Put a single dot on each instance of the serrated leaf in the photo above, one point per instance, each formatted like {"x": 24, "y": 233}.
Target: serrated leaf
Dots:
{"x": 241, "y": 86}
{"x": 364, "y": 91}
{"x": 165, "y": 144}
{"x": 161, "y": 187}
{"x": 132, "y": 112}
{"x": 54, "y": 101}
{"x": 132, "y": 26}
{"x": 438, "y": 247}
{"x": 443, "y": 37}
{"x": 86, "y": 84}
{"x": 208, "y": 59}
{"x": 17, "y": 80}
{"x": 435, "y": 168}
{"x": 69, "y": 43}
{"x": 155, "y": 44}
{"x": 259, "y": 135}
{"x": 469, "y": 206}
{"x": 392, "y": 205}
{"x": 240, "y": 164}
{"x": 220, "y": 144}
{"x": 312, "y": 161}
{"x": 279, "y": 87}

ACTIVITY: If a line in the records above has the word "leaf", copy it.

EXERCISE ANSWER:
Put a single dot on each instance of the serrated leaf in the photo above, one point per instance, each formatted like {"x": 24, "y": 233}.
Target: serrated leaf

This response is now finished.